* _Passage_
◆ ◆ ◆ ◆ ◆
A Comparison of High-Pressure and Low-Pressure Operation of PEM Fuel Cell Systems 2001-01-0538
This paper compares the merits of operating a direct-hydrogen fuel cell (DHFC) system using a high-pressure air supply (compressor) versus one using a low-pressure air supply (blower). Overall, for the system modeled, it is shown that there is no inherent performance advantage for either mode of operation at the DHFC stack level. However, in practical applications, as will be shown in this paper, a systems analysis (stack and air supply) of power and efficiency needs to be performed.
Equivalent PEM DHFC stack peak power values can be obtained using both high-pressure and low-pressure air supply systems. For each air supply configuration, air mass flow and pressure operating conditions can be found that result in an equal value of the oxygen partial pressure at the cathode catalyst layer surface.
However, at the system level, the required air supply power needed to achieve the same DHFC stack performance values can be drastically different for high and low pressure operation. In order to compare the two systems, an optimal air supply control strategy is first developed to obtain the desired stack operating conditions with minimal parasitic loads based on each air supply configuration. Second, the resulting air supply parasitic loads are compared directly between the two configurations - both comparisons are set in the context of the system performance. In other words, the systems are sized such that the peak net power values are equal while the stack gross power may be different.
The results of the study demonstrate the well-known fact that equivalent DHFC peak net system power values (86kW) can be obtained with both types of air supply configurations but require different stack sizes. For the blower application, the stack size had to be increased by 16.3% (500 vs. 430 cells in this example) for a peak net power of 86kW. Differences are also apparent with the WTM sub-system. Quantitative results will be presented for both the high pressure and the low pressure applications.
◆ ◆ ◆ ◆ ◆
* _Record extracts_

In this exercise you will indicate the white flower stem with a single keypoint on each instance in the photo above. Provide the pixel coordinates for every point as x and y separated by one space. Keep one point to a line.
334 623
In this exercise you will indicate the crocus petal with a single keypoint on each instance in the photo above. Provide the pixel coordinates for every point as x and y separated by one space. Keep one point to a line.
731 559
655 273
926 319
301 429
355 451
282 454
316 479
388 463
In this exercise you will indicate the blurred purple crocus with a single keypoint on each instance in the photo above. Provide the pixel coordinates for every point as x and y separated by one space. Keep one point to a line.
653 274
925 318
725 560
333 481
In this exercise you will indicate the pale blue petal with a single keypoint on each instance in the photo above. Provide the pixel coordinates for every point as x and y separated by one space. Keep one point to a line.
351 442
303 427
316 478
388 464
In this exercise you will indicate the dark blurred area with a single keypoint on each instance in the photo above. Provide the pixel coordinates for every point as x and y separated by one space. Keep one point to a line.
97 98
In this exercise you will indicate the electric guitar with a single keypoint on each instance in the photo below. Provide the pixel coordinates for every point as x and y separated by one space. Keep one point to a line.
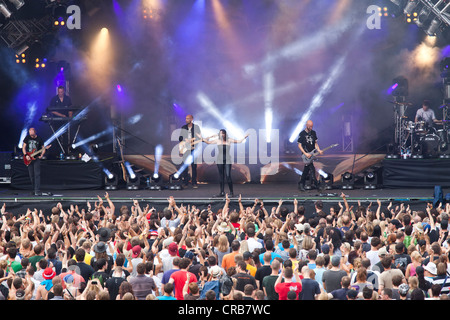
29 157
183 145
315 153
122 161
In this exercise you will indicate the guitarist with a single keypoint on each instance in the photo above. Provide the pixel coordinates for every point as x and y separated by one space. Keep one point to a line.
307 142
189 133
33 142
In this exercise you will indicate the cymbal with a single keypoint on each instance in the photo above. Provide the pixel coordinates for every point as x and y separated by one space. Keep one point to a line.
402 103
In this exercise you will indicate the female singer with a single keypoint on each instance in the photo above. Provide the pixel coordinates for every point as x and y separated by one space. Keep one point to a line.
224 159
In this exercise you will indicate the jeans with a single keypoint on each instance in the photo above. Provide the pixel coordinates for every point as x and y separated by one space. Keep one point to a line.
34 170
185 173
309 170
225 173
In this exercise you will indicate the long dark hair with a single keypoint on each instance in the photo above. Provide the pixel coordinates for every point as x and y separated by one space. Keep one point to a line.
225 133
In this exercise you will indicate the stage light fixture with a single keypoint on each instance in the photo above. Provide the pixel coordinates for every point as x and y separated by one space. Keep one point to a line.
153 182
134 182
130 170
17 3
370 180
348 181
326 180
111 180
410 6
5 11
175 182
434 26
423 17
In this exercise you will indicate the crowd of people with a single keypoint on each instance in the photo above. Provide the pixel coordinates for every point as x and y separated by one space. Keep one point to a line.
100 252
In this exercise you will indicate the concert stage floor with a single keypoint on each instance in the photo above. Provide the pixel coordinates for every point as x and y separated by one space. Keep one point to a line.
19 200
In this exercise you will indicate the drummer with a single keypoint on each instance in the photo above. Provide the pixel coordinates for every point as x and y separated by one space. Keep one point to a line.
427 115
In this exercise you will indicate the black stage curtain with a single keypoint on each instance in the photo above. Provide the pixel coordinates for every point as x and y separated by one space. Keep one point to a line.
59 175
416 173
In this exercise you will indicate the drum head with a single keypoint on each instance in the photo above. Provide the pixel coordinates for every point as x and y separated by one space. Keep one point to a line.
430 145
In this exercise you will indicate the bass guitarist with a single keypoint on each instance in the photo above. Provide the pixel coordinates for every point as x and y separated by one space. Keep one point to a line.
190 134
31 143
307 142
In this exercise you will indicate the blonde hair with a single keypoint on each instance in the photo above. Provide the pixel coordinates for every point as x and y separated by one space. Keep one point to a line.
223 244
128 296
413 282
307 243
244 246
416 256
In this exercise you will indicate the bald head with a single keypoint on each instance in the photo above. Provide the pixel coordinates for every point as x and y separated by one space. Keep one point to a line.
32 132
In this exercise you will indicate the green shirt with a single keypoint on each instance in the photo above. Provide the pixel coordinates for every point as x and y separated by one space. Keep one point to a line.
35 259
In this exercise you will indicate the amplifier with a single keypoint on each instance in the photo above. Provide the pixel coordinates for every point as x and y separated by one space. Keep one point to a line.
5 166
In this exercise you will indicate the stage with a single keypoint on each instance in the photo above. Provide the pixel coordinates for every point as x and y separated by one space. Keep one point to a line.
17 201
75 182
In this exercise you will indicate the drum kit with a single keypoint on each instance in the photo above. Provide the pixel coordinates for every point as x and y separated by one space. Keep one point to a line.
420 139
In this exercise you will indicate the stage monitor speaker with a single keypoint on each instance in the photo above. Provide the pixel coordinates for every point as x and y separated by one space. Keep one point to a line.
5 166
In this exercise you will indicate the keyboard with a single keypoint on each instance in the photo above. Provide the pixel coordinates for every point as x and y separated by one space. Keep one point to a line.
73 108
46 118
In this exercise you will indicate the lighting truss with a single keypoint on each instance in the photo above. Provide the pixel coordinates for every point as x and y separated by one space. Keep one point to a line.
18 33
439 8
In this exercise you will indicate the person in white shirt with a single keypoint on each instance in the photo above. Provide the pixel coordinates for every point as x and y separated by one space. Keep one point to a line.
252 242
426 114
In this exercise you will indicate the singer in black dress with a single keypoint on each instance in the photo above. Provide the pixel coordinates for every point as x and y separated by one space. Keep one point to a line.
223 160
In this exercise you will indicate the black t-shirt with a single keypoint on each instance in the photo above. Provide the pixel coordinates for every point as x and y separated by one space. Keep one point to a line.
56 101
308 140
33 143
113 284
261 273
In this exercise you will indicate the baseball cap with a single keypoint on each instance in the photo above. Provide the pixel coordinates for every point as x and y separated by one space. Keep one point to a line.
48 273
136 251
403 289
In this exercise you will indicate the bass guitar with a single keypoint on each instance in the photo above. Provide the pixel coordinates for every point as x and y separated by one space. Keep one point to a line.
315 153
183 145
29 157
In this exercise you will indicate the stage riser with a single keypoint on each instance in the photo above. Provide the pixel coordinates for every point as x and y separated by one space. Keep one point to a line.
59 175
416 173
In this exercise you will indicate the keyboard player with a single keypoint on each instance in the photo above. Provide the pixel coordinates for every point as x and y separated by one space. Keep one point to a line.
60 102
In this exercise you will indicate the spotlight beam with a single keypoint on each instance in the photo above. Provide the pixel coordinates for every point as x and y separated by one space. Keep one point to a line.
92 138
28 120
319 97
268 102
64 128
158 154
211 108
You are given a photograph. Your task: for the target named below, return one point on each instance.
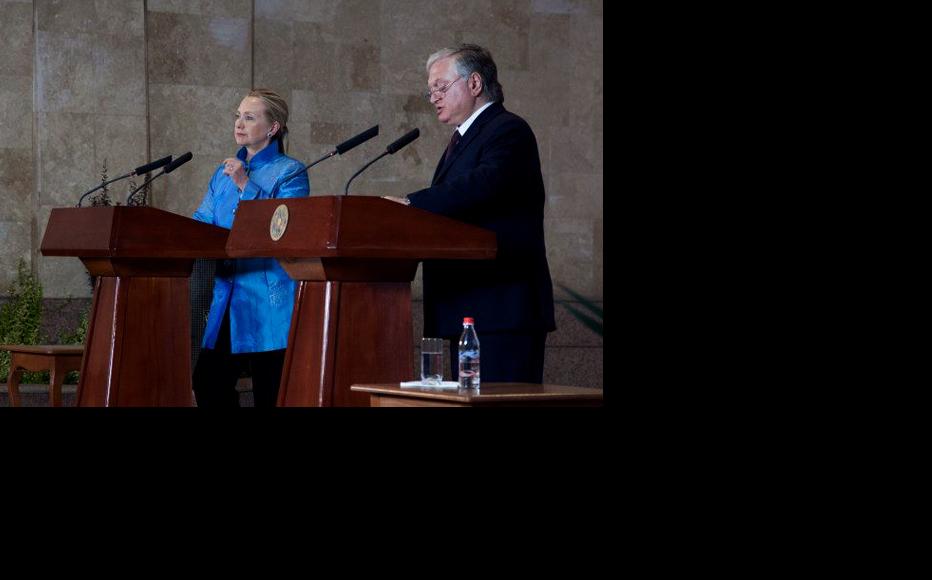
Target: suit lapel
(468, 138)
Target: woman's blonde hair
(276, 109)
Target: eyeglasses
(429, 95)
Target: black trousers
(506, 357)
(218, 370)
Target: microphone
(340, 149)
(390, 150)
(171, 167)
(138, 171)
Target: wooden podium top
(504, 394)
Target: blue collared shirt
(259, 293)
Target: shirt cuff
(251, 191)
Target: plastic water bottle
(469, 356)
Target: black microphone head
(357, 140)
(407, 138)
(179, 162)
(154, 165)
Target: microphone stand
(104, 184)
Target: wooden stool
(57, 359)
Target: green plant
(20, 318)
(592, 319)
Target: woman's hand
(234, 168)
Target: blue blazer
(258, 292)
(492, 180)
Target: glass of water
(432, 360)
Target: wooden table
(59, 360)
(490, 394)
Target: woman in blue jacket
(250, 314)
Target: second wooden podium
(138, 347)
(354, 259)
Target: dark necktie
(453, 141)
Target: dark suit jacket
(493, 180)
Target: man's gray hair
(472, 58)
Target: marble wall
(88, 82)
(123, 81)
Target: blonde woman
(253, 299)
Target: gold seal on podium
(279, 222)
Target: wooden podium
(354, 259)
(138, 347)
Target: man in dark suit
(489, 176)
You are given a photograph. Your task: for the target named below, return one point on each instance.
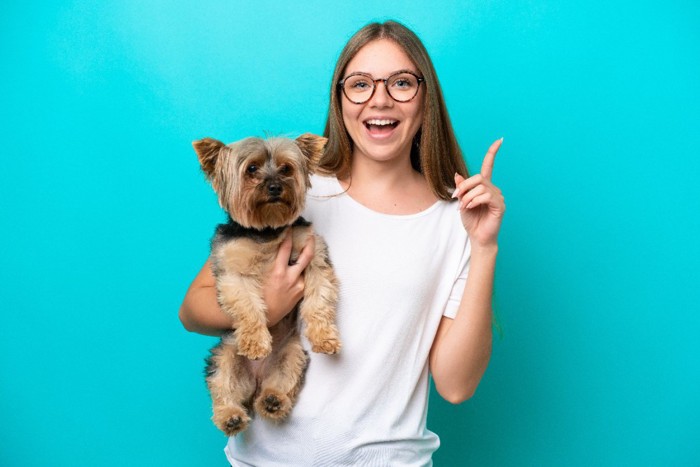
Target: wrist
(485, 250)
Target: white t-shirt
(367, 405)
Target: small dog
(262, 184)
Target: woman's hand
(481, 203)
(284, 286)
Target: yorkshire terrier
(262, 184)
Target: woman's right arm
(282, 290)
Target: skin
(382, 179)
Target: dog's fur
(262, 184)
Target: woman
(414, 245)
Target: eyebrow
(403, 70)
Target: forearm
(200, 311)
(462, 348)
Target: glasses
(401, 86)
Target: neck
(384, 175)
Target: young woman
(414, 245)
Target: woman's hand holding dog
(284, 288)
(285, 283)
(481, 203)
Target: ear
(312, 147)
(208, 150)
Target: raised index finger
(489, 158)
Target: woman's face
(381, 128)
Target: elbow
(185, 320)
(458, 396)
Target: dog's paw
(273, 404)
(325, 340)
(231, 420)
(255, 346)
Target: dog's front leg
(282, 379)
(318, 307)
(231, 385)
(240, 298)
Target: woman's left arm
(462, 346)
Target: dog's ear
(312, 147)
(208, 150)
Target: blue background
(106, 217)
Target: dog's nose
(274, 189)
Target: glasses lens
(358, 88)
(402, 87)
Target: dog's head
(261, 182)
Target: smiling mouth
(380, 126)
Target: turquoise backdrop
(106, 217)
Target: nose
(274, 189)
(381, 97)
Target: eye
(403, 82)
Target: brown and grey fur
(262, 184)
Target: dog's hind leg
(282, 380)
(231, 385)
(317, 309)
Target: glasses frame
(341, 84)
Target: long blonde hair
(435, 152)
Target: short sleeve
◆ ◆ ◆ ◆ ◆
* _Directions for this task_
Please copy the stretch of the fuel cell paper from "The results of" through "low pressure applications." word for word.

* _Written response_
The results of the study demonstrate the well-known fact that equivalent DHFC peak net system power values (86kW) can be obtained with both types of air supply configurations but require different stack sizes. For the blower application, the stack size had to be increased by 16.3% (500 vs. 430 cells in this example) for a peak net power of 86kW. Differences are also apparent with the WTM sub-system. Quantitative results will be presented for both the high pressure and the low pressure applications.